Moving on from Sainte-Suzanne, we made our way southward to a rocky gorge near the village of Saulges, about halfway between the large towns of Laval and Le Mans. There, in the cliff faces of the gorge, sit several caves (or, grottes, as they are known in French). A few of these grottes have been utilized by hominids (homo sapiens and, probably, homo neanderthalensis) for at least 29,000 years.

Are they Judging Me? – Artifacts in the Musée Préhistoire

In this gorge on the river Erve is a ticket office and small museum which houses a nicely-displayed collection of prehistoric artifacts. It was interesting to have a close view of the various stone and bone tools used by the early humans who lived here, as well as their items of adornment (beads, pendants, etc) and other bits of evidence of habitation in this valley. It’s with recurring astonishment when I’m reminded that these people lived alongside rhinoceroses, leopards, and mammoths. How different the landscape must have been!

* ENTRIES SHOWN
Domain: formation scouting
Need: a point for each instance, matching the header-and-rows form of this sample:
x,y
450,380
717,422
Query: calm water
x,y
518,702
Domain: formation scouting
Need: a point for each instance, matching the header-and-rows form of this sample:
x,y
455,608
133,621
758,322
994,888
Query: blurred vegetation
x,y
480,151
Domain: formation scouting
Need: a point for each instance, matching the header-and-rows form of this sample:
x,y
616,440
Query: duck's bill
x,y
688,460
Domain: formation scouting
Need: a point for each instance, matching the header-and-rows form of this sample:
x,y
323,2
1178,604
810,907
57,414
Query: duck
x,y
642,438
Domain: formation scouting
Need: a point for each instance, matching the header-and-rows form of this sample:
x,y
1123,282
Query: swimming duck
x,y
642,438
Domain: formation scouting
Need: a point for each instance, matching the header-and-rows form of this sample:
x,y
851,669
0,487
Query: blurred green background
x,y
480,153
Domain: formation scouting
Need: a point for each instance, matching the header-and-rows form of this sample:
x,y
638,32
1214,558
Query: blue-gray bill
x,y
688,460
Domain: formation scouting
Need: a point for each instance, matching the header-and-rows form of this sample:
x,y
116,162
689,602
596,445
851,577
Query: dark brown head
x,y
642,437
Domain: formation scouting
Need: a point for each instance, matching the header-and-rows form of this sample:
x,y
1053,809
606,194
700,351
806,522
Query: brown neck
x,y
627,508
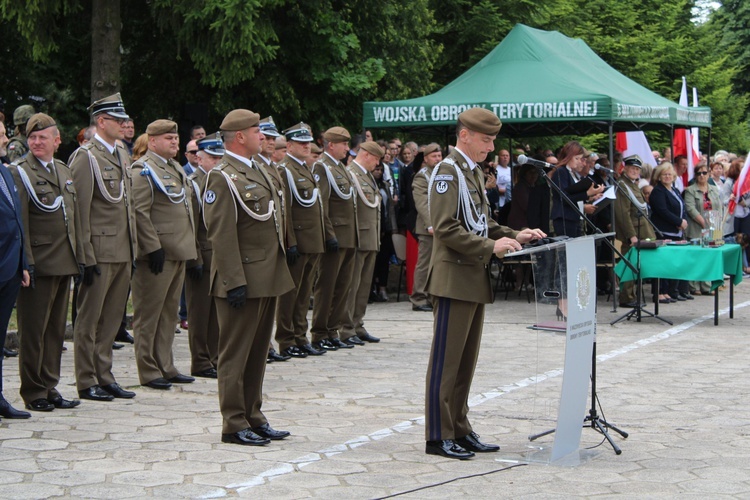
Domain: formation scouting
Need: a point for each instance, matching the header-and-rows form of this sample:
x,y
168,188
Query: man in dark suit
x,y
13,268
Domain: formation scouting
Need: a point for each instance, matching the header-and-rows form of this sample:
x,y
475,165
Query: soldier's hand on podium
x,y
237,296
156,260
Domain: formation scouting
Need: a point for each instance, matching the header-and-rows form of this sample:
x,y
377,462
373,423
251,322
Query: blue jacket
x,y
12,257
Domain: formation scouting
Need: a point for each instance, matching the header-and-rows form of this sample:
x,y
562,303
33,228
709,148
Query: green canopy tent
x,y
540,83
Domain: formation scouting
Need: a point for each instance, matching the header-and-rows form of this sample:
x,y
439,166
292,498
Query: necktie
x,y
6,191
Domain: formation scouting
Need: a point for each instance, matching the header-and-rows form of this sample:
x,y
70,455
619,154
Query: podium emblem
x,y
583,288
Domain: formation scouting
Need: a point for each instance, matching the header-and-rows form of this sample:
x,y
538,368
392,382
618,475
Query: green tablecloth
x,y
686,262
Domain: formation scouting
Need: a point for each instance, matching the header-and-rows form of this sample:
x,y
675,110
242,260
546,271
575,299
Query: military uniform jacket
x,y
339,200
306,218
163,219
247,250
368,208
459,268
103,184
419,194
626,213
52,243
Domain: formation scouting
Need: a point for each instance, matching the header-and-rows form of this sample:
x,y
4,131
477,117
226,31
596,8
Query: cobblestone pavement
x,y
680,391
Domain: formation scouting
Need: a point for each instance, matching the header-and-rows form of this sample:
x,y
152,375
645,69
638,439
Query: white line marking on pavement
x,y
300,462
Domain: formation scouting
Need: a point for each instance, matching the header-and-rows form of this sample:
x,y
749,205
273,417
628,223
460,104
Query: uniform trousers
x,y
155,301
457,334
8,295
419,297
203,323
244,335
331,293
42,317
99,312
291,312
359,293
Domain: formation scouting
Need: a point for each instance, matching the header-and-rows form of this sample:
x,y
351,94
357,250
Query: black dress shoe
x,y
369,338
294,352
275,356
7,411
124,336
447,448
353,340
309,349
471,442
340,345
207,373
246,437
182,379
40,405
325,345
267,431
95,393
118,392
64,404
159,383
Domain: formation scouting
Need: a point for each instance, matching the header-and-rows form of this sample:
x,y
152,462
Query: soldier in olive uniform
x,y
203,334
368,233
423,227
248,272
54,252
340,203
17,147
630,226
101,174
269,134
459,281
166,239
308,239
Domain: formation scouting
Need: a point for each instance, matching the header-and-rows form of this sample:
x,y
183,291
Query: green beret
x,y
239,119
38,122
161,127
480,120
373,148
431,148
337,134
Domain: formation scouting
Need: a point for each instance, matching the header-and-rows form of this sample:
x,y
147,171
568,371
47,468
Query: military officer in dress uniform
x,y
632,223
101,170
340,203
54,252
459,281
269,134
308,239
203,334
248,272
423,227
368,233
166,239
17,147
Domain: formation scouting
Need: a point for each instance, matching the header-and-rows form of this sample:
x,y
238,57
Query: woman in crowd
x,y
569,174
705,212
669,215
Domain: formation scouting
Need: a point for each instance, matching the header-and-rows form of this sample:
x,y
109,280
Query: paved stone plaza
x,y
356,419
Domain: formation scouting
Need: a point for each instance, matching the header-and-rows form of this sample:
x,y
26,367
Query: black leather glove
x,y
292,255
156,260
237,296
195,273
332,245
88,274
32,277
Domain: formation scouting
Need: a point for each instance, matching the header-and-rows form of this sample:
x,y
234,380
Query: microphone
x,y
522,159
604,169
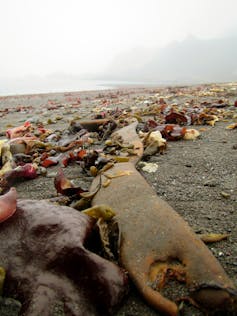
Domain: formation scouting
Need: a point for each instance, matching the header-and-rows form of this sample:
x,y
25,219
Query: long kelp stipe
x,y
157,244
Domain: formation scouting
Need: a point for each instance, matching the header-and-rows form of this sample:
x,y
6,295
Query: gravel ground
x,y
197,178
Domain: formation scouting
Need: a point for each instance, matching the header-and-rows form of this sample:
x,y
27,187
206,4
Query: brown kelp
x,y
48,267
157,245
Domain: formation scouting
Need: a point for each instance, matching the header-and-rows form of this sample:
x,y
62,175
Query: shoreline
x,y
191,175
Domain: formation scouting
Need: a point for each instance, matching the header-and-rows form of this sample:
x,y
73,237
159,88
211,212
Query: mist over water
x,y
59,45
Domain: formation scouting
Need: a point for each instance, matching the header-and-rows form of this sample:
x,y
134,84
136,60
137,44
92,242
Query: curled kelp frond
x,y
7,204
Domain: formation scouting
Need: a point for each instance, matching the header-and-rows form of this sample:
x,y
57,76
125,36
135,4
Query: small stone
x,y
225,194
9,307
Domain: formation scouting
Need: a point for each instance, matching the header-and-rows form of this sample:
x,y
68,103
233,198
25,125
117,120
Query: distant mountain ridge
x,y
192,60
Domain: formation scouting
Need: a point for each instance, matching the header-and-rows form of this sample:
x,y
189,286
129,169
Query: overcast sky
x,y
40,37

==

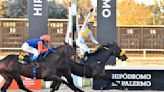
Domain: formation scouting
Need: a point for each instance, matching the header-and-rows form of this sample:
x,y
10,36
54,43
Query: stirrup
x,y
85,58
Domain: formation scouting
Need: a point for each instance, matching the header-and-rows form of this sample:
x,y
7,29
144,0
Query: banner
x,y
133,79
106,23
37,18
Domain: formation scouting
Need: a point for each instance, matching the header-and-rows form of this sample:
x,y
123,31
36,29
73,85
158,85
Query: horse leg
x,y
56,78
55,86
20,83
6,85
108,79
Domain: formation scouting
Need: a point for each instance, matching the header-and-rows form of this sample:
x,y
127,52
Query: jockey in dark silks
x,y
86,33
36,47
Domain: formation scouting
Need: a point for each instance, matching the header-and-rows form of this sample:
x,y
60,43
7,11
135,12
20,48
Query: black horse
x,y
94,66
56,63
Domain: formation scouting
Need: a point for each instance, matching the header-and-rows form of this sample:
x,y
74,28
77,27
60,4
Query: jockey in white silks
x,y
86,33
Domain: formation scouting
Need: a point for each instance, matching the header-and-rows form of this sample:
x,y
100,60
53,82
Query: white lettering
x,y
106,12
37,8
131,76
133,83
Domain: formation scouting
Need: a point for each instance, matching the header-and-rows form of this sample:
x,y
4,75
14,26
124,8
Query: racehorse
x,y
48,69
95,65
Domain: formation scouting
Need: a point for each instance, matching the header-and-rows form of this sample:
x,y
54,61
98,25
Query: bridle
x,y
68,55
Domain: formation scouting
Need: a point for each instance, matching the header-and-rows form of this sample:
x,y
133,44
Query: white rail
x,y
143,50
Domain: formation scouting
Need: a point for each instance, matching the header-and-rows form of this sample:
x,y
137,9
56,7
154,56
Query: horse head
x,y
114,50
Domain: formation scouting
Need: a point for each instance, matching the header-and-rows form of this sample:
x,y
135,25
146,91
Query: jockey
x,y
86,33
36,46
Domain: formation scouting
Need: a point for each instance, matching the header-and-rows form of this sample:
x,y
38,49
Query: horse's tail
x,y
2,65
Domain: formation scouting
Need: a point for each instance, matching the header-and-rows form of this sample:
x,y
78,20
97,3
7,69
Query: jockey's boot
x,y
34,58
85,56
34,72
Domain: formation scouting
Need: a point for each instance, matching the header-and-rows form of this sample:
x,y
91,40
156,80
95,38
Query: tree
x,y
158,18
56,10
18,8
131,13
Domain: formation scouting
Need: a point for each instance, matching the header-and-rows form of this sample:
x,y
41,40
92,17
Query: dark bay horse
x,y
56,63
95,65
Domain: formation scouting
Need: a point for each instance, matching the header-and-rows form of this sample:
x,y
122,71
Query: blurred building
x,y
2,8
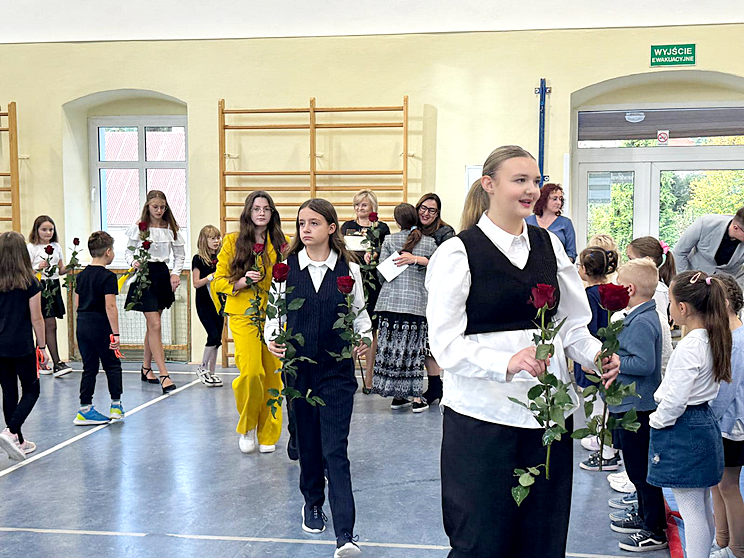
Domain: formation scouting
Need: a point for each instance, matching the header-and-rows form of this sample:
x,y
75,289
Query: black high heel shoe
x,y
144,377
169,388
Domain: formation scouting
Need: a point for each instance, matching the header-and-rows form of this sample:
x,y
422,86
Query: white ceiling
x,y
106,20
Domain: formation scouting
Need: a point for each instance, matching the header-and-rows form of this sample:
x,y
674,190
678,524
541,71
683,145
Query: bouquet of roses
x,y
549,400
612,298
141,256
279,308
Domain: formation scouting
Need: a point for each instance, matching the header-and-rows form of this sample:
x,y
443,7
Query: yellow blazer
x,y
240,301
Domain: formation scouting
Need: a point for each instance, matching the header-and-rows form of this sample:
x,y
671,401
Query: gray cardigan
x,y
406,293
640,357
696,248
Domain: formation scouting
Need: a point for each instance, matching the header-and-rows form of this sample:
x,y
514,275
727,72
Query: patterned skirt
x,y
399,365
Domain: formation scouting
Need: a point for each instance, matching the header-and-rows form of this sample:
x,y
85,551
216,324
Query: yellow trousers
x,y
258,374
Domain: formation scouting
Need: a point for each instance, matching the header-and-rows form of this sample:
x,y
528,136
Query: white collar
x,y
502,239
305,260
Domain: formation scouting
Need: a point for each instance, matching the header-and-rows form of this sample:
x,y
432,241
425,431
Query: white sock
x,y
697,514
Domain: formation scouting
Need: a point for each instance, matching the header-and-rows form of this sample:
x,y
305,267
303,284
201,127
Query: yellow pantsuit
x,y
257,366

--

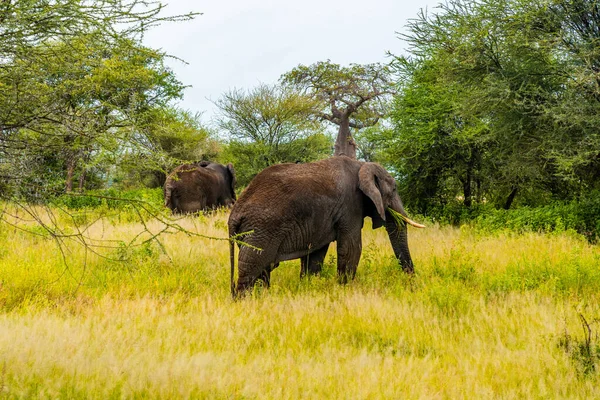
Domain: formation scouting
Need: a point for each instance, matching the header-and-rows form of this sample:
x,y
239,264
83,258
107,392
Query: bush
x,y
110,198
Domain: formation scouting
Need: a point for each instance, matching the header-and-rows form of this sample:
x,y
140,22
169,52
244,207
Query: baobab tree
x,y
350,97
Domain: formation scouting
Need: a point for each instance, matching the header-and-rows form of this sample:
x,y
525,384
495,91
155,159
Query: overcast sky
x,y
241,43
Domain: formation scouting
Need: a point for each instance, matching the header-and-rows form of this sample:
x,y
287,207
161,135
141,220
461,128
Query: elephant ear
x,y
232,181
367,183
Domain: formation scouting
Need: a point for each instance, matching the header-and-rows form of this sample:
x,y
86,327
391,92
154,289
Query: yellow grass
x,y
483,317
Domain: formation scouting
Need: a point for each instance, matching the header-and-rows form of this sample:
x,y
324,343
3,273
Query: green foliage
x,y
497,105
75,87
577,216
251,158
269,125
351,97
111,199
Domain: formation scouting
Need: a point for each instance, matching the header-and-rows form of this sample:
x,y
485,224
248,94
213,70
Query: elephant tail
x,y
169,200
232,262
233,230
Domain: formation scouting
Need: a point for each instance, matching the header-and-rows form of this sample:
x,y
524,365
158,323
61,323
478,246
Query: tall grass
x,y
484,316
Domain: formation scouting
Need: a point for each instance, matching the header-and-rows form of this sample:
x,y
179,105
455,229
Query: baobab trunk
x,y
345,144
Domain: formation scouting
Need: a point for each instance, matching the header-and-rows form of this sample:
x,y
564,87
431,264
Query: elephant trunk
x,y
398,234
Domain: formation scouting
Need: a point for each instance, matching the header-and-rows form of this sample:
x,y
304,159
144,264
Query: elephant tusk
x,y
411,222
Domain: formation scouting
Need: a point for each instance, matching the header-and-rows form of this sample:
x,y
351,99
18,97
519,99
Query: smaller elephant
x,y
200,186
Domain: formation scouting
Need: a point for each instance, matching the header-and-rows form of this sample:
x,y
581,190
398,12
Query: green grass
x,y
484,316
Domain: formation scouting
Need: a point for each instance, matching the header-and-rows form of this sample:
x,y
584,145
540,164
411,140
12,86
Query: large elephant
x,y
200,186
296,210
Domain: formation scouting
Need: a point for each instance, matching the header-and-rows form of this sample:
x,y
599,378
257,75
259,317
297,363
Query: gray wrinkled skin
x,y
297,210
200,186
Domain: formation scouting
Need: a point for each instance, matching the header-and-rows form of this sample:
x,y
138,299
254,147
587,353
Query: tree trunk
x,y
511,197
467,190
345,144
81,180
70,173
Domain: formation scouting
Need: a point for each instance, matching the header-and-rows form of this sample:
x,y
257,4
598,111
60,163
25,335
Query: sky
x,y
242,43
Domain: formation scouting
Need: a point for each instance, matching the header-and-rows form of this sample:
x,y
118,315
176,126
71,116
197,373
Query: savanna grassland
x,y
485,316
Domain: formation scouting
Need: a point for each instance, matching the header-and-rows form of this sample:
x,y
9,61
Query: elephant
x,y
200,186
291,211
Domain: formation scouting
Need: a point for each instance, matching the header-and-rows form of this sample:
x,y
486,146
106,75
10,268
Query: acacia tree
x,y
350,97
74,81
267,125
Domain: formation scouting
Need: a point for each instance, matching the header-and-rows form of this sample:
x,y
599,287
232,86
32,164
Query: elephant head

* WORK REQUEST 1
In the passage about the Saulges gorge, for at least how long have some of the grottes been used by hominids?
* WORK REQUEST 2
Reproduce the passage about the Saulges gorge word for word, from "Moving on from" up to and including "least 29,000 years.".

* RESPONSE BOX 1
At least 29,000 years.

* RESPONSE BOX 2
Moving on from Sainte-Suzanne, we made our way southward to a rocky gorge near the village of Saulges, about halfway between the large towns of Laval and Le Mans. There, in the cliff faces of the gorge, sit several caves (or, grottes, as they are known in French). A few of these grottes have been utilized by hominids (homo sapiens and, probably, homo neanderthalensis) for at least 29,000 years.